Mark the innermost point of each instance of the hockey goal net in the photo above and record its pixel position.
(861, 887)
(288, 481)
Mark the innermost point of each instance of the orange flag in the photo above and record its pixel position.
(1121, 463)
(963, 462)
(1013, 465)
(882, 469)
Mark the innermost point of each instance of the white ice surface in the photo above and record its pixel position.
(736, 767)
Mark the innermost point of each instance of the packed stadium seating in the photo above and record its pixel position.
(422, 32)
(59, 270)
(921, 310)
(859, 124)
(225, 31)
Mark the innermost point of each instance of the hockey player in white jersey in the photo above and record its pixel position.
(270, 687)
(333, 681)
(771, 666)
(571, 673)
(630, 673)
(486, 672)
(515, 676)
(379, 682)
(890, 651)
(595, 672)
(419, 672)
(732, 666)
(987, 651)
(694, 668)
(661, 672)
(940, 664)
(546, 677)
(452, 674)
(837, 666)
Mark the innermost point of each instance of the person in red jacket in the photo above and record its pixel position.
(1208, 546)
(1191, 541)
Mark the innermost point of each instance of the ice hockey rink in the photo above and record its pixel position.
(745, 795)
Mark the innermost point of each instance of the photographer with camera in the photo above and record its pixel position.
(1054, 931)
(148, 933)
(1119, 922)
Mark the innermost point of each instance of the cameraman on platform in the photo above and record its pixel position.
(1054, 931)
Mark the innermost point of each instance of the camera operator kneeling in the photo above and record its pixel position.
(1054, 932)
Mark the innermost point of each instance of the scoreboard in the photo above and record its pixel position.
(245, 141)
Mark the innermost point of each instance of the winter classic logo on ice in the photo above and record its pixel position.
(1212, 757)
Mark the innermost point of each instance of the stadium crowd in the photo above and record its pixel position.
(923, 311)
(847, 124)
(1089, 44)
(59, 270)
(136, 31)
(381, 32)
========================================================================
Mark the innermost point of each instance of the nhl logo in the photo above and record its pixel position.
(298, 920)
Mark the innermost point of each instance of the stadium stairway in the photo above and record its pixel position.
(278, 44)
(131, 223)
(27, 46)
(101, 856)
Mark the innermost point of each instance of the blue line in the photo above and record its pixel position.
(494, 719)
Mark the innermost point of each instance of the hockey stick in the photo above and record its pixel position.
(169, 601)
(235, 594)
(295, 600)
========================================================================
Output the data from the line containing "Mark the innermost point of each instance of the white" through the line containing "(1191, 541)" as a two-column CSV with the header instruction,points. Each row should hold one line of text in the instruction column and the coordinates listed under it in the points column, with every field in double quotes and line breaks replaced by spaces.

instruction,points
"Mark the innermost point of each instance of the white ice surface in the photo above and record its pixel position.","(736, 767)"
"Mark the innermost point of each instance of the packed stadium seating in the photo above and record its pixel position.","(422, 32) (59, 270) (921, 310) (859, 124) (225, 31)"
"Mark the innermost point of each instance of the hockey player in white jersey in the photo above and record its pixel position.","(270, 687) (333, 681) (771, 666) (571, 673) (630, 673) (486, 672) (515, 676) (379, 682) (890, 651) (595, 672) (419, 672) (732, 666) (987, 651) (694, 668) (661, 672) (940, 664) (546, 677) (452, 674) (837, 666)"
"Mark the innermost point of each instance of the person in red jacket in the photo above and record its pixel position.","(1208, 546) (1191, 541)"